EXCERPT TO READ
-*-

The most common form these “natural” supplements come in is the gelatin capsule. It is made from collagen taken from animal connective tissue, mostly from bones and skin of cows and pigs. In the process of making the gelatin capsule there is a pretreatment stage done usually with acetic acid. It’s been awhile, but I definitely remembered that anytime my high school chemistry teacher mentioned “acid”, it was followed by quick review of lab safety procedures as we were handed out gloves and protective goggles. Just saying.

Because the gelatin capsule is not appropriate for vegetarians or people not wanting to consume animal byproducts, there is a capsule available made from fish gelatin. In fact this is the type of capsule being used to encapsulate many of the fish oil supplements now. With this capsule, the skin, bones and fins of farmed fish are mostly used. The good news is that this might be a better choice for those with dietary restrictions. The bad news is that these capsules being made using farmed fish usually contain a higher level of toxins.

And don’t get me started on the lack of regulation or testing of these supplements! We become our own pharmacist or naturopath when we combine a little bit of this and a little bit of that supplement to decrease ADHD symptoms. Everything you put in your body reacts with something else you put in your body. Natural doesn’t mean “safe”; it doesn’t mean “take as much as you want” or take any combination from the plethora of supplement options, alphabetized from A-Beta-Carotene to Zyzyphus jujube on the store shelves.

I am not sure why it is with ADHD medications that the significant benefits gained from taking the medication are tossed out and ignored in light of all the other medical treatments that have a similar benefit ratio. Perhaps it is that there is seldom an opportunity for us to really see the entire picture. To be able to have the unbiased information needed to make the choice for ourselves.

Studies have shown that ADHD medications are 70-80% effective for children (Barbaresi, WJ et al., 2006) and in adults it definitely levels the playing field (Biederman, J., & Spencer, T., 2002). And for those concerned about the long term consequences of ADHD medication and addiction, current longitudinal research is showing that those students diagnosed and treated for their ADHD are significantly less likely to develop addictive behavior as adults. Although “unnatural”, the benefits of ADHD medication seem pretty clear.

-*-

DATA EXTRACTS
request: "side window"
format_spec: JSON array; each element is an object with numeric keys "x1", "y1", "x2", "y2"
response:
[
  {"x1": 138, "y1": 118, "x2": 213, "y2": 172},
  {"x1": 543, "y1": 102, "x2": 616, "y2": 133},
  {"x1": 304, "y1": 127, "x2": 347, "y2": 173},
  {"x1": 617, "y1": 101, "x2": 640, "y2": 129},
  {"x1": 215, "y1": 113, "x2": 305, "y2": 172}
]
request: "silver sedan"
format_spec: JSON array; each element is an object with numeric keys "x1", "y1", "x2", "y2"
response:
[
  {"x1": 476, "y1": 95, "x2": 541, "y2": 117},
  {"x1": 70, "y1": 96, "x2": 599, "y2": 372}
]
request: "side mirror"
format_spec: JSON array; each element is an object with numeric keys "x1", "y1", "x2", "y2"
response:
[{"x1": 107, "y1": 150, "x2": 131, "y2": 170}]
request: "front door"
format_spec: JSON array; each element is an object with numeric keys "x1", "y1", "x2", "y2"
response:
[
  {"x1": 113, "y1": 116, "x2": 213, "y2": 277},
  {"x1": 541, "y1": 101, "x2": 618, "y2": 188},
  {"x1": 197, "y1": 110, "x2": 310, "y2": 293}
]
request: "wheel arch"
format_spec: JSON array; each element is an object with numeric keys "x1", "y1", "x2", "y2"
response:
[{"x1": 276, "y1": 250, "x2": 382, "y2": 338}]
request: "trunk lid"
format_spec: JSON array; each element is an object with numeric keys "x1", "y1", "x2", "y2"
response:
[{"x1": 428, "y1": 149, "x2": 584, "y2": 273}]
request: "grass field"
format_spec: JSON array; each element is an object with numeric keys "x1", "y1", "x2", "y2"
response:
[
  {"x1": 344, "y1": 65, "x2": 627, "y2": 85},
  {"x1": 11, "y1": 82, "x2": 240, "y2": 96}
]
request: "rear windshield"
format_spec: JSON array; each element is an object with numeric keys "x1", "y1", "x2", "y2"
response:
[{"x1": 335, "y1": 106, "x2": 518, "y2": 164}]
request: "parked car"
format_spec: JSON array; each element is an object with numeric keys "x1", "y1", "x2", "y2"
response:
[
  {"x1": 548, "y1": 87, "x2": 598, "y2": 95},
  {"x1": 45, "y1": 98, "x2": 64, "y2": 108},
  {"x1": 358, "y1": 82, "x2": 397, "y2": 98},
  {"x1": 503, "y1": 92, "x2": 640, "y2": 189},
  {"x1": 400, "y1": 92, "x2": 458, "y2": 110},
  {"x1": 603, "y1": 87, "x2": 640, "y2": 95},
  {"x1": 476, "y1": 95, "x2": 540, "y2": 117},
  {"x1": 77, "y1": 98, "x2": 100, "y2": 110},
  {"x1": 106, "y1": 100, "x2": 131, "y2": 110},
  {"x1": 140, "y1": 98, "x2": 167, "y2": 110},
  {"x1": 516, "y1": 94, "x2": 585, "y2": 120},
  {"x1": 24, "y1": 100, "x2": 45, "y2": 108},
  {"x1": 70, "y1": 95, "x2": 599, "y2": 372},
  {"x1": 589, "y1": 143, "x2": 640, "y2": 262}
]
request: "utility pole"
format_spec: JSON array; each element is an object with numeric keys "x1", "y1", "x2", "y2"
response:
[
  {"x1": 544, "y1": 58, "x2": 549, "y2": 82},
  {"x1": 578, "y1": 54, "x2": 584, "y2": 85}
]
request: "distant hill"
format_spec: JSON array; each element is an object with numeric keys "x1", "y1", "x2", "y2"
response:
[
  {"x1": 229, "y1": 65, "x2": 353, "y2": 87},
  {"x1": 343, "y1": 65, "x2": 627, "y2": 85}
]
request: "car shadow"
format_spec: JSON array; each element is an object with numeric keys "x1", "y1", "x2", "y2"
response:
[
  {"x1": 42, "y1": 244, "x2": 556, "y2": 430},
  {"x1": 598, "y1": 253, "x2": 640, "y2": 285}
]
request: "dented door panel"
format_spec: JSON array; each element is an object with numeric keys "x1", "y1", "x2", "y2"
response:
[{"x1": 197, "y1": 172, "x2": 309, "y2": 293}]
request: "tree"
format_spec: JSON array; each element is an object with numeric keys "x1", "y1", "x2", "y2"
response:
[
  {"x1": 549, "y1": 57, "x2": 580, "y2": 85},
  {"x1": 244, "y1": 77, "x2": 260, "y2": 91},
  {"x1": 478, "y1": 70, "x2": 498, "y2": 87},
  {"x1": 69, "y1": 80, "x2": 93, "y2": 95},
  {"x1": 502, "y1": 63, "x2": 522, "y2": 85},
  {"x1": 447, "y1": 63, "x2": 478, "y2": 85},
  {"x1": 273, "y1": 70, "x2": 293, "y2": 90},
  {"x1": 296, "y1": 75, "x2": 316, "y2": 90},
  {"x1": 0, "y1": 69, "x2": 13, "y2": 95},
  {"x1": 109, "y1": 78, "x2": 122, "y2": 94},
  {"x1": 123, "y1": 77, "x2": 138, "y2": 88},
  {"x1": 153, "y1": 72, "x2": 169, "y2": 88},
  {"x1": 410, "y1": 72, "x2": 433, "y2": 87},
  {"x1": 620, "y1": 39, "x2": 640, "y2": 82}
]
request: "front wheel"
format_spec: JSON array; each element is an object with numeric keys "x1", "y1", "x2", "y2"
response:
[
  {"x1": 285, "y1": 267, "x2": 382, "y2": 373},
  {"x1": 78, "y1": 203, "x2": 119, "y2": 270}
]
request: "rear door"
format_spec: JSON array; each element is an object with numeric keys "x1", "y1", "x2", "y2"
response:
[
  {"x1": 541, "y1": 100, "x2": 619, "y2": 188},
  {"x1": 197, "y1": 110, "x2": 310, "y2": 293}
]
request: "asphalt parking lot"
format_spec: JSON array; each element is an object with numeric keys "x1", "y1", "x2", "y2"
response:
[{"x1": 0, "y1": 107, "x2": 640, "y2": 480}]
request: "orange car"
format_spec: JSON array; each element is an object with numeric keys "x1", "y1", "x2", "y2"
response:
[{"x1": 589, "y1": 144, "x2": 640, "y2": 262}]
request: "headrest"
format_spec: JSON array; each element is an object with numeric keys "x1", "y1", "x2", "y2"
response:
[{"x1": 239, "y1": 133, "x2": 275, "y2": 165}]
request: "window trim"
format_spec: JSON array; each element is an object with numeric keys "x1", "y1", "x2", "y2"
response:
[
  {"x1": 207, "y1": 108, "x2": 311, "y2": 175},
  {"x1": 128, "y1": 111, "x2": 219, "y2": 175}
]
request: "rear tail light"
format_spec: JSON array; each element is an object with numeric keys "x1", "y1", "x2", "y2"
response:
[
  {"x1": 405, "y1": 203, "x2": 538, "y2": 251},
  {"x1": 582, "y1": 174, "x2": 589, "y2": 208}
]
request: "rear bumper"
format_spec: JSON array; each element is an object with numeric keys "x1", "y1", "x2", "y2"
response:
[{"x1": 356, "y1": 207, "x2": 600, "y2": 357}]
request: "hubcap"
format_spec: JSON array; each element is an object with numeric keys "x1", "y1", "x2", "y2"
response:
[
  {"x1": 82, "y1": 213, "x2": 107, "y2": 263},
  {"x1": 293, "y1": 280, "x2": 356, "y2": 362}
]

-*-

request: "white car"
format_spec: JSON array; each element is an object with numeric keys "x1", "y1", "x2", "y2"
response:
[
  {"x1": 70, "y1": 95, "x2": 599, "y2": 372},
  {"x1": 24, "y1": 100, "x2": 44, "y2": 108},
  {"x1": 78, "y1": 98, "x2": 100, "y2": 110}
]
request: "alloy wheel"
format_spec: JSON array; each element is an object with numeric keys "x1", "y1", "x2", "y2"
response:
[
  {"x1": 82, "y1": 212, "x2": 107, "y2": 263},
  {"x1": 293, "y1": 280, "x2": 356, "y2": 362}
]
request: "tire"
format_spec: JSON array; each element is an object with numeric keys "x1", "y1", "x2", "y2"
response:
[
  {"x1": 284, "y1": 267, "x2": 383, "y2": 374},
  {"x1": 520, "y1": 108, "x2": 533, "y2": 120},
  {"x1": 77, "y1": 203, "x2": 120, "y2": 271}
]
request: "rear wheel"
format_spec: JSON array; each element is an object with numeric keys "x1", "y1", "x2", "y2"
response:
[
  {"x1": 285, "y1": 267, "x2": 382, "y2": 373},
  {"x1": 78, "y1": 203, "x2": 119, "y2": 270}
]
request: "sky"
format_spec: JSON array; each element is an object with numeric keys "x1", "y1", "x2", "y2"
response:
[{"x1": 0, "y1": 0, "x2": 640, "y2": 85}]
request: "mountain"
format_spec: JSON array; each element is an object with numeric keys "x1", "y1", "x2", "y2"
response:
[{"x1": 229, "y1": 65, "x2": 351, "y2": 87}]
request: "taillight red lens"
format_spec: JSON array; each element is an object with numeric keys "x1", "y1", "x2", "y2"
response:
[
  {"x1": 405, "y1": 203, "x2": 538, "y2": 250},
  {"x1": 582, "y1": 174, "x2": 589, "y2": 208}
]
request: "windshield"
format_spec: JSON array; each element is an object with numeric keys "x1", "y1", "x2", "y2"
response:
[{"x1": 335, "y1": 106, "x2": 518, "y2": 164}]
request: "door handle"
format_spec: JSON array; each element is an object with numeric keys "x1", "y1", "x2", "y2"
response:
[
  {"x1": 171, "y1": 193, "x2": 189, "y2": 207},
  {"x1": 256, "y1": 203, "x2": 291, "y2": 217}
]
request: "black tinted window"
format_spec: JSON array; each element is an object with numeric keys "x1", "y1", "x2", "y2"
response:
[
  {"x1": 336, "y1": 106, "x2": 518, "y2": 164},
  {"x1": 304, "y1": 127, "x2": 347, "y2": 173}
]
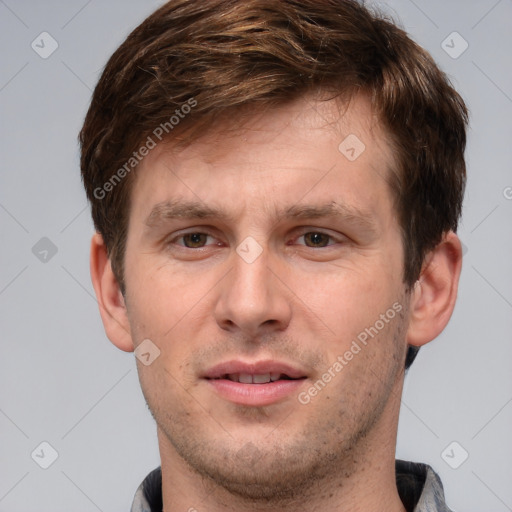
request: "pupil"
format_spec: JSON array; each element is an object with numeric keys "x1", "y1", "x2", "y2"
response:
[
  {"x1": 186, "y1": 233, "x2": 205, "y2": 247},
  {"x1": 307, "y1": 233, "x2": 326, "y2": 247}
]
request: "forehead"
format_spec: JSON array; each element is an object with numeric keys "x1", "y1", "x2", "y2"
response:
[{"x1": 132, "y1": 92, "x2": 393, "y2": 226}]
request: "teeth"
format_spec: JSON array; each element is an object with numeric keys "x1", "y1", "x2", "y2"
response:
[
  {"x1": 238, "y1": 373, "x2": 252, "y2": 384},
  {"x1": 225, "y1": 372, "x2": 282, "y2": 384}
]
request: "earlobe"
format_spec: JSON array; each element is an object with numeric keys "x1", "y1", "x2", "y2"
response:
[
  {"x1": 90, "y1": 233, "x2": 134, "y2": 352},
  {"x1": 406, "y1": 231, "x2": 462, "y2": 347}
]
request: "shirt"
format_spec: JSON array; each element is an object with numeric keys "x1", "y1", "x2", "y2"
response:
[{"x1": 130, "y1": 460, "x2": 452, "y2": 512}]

-*-

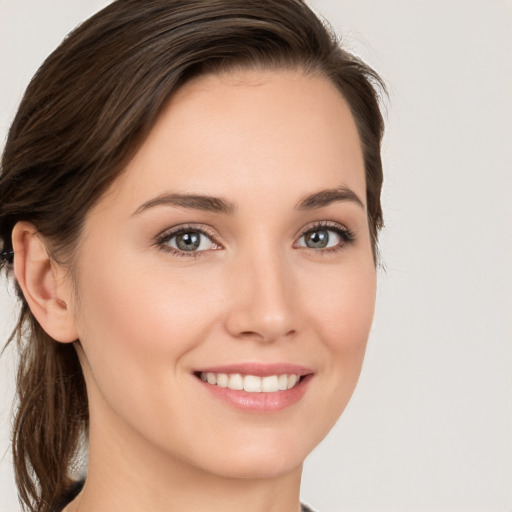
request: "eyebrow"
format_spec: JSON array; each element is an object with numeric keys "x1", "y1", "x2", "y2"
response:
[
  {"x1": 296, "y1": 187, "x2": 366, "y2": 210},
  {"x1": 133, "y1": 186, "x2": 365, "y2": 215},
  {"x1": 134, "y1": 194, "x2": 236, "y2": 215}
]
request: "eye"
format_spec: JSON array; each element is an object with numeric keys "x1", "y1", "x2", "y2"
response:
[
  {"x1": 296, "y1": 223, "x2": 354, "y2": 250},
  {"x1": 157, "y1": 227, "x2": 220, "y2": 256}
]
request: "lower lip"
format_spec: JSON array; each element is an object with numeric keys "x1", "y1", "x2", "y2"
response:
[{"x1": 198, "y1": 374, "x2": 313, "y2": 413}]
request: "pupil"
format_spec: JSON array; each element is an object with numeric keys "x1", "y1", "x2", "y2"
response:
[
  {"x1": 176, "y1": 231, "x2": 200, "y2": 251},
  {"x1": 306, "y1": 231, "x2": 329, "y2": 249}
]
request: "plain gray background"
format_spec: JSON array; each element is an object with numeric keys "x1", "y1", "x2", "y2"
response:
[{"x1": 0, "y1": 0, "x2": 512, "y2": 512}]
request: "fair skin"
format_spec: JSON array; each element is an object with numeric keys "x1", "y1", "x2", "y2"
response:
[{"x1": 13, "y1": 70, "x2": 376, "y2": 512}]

-*-

EXERCISES TO COMPLETE
• a. Answer each of these questions from the excerpt on supplement capsules and ADHD medication:
(i) From which animals does the collagen in gelatin capsules mostly come?
(ii) Which parts of farmed fish are mostly used for fish gelatin capsules?
(iii) How effective are ADHD medications for children, according to the studies cited?
• b. Decide whether each statement agrees with the excerpt on supplement capsules and ADHD medication, answering yes or no and quoting the words that settle it:
(i) Fish gelatin capsules are now used for many fish oil supplements.
(ii) Capsules made from farmed fish usually contain lower levels of toxins.
(iii) Students diagnosed and treated for ADHD are more likely to develop addictive behavior as adults.
• c. Continue the excerpt on supplement capsules and ADHD medication from its final sentence.
You will not need the items to complete any of the tasks.

OUTPUTS BY TASK
• a.
(i) Mostly from the bones and skin of cows and pigs.
(ii) The skin, bones and fins.
(iii) They are 70-80% effective.

• b.
(i) Yes: "this is the type of capsule being used to encapsulate many of the fish oil supplements now"
(ii) No: "these capsules being made using farmed fish usually contain a higher level of toxins"
(iii) No: "significantly less likely to develop addictive behavior as adults"

• c.
Please understand, I am not against “natural” management of ADHD. In fact I wrote a blog about the best “natural” ways to manage your ADHD: The Five Best Natural Ways to Manage Adult ADHD. A multi-modal approach using a variety of strategies is important in the successful management of ADHD symptoms. And I know different things work for different people. However, we need to be fair.

ADHD medications may not be “natural”, but the benefits are clear. Nutritional and herbal supplements may have benefits…but they are not “natural” either. Why do we keep pretending they are? So if one “unnatural” solution is acceptable (supplements), why can’t we view ADHD medication as a reasonable possibly, dare I say, relatively safe strategy? Why do we continue to condemn and fear ADHD medications when they are regulated and prescribed by highly trained professionals? And how is it that the unregulated, over the counter herbal supplements continue to be “safe”?

The bottom line?

Our lives these days are blessed by options. Finding the right medication or alternative treatment that has significant positive benefits balanced with the least amount of negative side effects at the lowest dose is always the goal. Always.

There is still much work to be done in the fight towards ADHD awareness. There still rages the debate at a very basic level if ADHD is “real”. Unfortunately this leaves so many people with ADHD doubting themselves as they continue to struggle alone. Instead of arguing about what is “natural” or not, perhaps our energy could be focused on what “works” so we all can succeed.

Okay, rant over.

Natural? Unnatural? What do you think? I’d love to hear your thoughts.